■ DATA FOR ANALYSIS ■
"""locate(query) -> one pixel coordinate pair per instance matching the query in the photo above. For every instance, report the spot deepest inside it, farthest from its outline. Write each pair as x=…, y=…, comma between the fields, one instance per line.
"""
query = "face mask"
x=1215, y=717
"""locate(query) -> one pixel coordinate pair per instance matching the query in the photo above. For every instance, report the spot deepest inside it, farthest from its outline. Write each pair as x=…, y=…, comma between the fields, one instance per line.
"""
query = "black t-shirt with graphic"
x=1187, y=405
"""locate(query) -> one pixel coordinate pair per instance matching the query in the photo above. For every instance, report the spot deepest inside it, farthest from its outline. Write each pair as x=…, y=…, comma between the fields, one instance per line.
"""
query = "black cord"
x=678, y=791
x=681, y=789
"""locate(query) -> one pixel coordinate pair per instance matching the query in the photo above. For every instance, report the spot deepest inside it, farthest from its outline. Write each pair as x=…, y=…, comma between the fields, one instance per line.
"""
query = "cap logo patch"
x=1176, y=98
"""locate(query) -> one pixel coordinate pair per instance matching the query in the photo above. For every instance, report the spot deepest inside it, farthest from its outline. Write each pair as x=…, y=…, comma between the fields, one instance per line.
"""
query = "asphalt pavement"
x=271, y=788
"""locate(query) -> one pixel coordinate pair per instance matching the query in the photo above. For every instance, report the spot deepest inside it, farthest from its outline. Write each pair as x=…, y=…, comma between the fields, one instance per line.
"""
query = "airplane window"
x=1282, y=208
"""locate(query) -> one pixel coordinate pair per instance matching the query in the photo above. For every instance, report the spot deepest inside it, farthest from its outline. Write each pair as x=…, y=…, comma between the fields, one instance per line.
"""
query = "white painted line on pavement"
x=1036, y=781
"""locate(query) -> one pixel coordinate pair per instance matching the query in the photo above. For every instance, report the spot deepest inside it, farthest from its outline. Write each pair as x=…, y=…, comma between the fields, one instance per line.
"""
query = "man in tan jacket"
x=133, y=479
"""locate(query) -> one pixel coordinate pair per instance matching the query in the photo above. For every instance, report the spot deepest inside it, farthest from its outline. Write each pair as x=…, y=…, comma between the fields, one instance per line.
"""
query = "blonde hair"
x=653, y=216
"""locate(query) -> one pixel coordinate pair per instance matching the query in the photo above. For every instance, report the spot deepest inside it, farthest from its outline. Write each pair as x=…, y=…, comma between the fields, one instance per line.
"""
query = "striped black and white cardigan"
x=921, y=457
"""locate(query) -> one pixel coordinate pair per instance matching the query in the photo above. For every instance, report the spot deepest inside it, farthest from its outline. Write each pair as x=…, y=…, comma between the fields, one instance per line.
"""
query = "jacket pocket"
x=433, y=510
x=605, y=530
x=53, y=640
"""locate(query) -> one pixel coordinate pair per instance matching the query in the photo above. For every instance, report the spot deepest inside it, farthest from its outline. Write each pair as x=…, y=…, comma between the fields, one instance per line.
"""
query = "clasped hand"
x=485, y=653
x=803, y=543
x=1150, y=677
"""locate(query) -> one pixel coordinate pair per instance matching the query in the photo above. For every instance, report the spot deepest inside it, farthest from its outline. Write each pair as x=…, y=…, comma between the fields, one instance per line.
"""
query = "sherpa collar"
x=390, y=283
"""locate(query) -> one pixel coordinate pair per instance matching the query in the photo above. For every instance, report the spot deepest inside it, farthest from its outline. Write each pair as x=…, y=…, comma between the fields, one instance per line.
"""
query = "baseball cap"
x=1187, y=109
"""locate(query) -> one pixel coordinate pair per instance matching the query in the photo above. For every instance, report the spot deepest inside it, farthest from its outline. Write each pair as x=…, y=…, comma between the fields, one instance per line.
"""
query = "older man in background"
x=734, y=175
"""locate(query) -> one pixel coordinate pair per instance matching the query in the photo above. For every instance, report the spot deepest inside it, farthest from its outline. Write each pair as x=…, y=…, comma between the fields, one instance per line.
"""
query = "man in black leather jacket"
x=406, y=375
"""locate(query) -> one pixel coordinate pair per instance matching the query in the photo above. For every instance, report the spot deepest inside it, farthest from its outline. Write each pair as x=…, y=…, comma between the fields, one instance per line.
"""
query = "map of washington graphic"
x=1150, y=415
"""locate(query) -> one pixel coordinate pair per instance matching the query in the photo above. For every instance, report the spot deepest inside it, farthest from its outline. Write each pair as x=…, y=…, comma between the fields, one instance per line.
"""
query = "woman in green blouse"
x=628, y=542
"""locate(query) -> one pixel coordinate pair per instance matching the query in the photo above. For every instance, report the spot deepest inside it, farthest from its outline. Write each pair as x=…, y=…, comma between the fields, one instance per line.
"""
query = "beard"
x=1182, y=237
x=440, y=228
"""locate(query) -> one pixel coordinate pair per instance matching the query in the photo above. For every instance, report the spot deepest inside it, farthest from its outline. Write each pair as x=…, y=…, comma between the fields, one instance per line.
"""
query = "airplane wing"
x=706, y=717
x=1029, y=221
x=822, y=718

■ WORK ORDER ■
Copy out all of the listing, exactly as it reads.

■ RESULT OF THE EXERCISE ■
"""locate(query) -> one pixel coordinate pair per instance matching the query in the photo above. For every instance, report the spot deepest inside it, farthest from its outline. Write each pair as x=…, y=…, comma between the fields, one instance per line.
"""
query = "face mask"
x=1215, y=717
"""locate(query) -> one pixel coordinate pair per instance matching the query in the photo above. For every instance, report the spot deepest inside it, farthest from its outline. Write each pair as x=…, y=…, comma between the fields, one instance per line.
"""
query = "black t-shirt with graphic"
x=1187, y=405
"""locate(query) -> one pixel coordinate pair per instance matching the query in the photo above. For every instance, report the spot deepest inside it, farthest from its outline. Write each pair as x=…, y=…, comma between the fields, one instance per line.
"""
query = "black cord"
x=678, y=791
x=681, y=789
"""locate(query) -> one pixel coordinate pair per instance matching the query in the photo above. For every instance, report the spot deepest inside it, farthest from its outline. Write each pair as x=…, y=…, comma between the fields, one instance per line.
"""
query = "cap logo patch"
x=1176, y=98
"""locate(query) -> one pixel coordinate pair per instance matching the query in the photo above. For every instance, report the spot deepest inside it, farthest from its outline. Write each pair as x=…, y=…, comma between the fields, one instance per line.
"""
query = "asphalt pavement"
x=271, y=788
"""locate(query) -> one pixel coordinate pair per instance matching the query in the photo above. For every instance, report the spot deepest inside it, farthest from its outline. Write each pair as x=…, y=…, comma between the fields, one instance per line.
"""
query = "airplane window"
x=1282, y=208
"""locate(query) -> one pixel coordinate pair per instance matching the query in the photo above. For every instance, report the spot deepest inside it, farthest from its outline. Write each pair as x=…, y=…, comma between the fields, one instance per line.
"""
query = "white painted line on pavement"
x=1036, y=781
"""locate(query) -> one pixel coordinate pair per instance matching the query in the photo above. For every instance, report the spot deepest inside it, farthest from its outline. Write each pair as x=…, y=…, comma between the fields, one instance per line.
"""
query = "man in tan jacket"
x=133, y=479
"""locate(query) -> one pixel coordinate pair per instance matching the query in the photo above. For every instance, report the spot deepest inside it, farthest from its outline. Write each pair as x=…, y=…, comma between the fields, one instance per line.
"""
query = "blonde hair"
x=653, y=216
"""locate(query) -> one pixel coordinate pair per instance matching the query in the photo above. For every instance, report the spot deepest inside it, farthest from its outline. Write each pair as x=…, y=…, comma between the fields, one instance per line.
"""
query = "striped black and white cardigan"
x=921, y=457
"""locate(query) -> one pixel coordinate pair per instance matching the query in the photo above. For every instance, report the spot deepest inside it, farthest from its outline. Write each pair as x=…, y=…, comma between the fields, one instance per line.
"""
query = "jacket pocket"
x=433, y=510
x=605, y=530
x=53, y=640
"""locate(query) -> one pixel coordinate pair per instance matching the query in the photo above. For every instance, report the spot deepest inside it, farthest from its outline. Write each pair as x=…, y=…, comma between the fields, one instance per line.
"""
query = "clasped hand"
x=485, y=653
x=803, y=543
x=1150, y=677
"""locate(query) -> one pixel coordinate pair per instance matching the query in the photo above. For every instance, report the spot deepest inside it, farthest from its outline. Write each pair as x=…, y=…, comma between the fields, one instance per line.
"""
query = "sherpa collar"
x=390, y=283
"""locate(query) -> one pixel coordinate pair per instance matching the query in the photo above. For every instance, report the spot deepest inside it, farthest from its outline. Write each pair as x=…, y=…, comma between the fields, one instance per line.
"""
query = "baseball cap"
x=1187, y=109
"""locate(query) -> one pixel coordinate pair per instance matching the query in the photo above. For every instance, report the spot deepest inside it, farthest from its outline. Write each pair as x=…, y=…, comma between the fields, one instance per line.
"""
query = "older man in background"
x=734, y=175
"""locate(query) -> one pixel coordinate pair per instance matching the query in the photo above. For every instance, report the spot deepest inside it, farthest from its outline. Write each pair as x=…, y=…, comma between the fields, one instance per line.
"""
query = "man in black leather jacket"
x=406, y=375
"""locate(query) -> one pixel coordinate pair per instance matching the query in the photo above. For every instance, report the spot deepest inside it, farthest from its outline. Write each pair as x=…, y=…, comma between the fields, one instance per line.
"""
query = "map of washington graphic"
x=1150, y=415
"""locate(query) -> one pixel coordinate pair per instance matching the query in the photo above. For every instance, report the spot deepest inside it, farthest from its outline. Write each pair as x=…, y=…, comma between the fields, one instance per line.
"""
query = "woman in green blouse"
x=628, y=542
"""locate(query) -> one pixel coordinate pair per instance matching the query in the photo above. For every instance, report the spot deepest inside it, farthest from its outline. Write each pair as x=…, y=…, comma between the fields, one instance per line.
"""
query = "beard"
x=1182, y=237
x=440, y=228
"""locate(query) -> one pixel coordinate pair per instance matching the query in the photo above. For every instance, report the spot deepest inside it, farthest from its outline. Write each pair as x=…, y=…, comma between the fields, one instance per line.
"""
query = "airplane wing"
x=706, y=717
x=1029, y=221
x=822, y=718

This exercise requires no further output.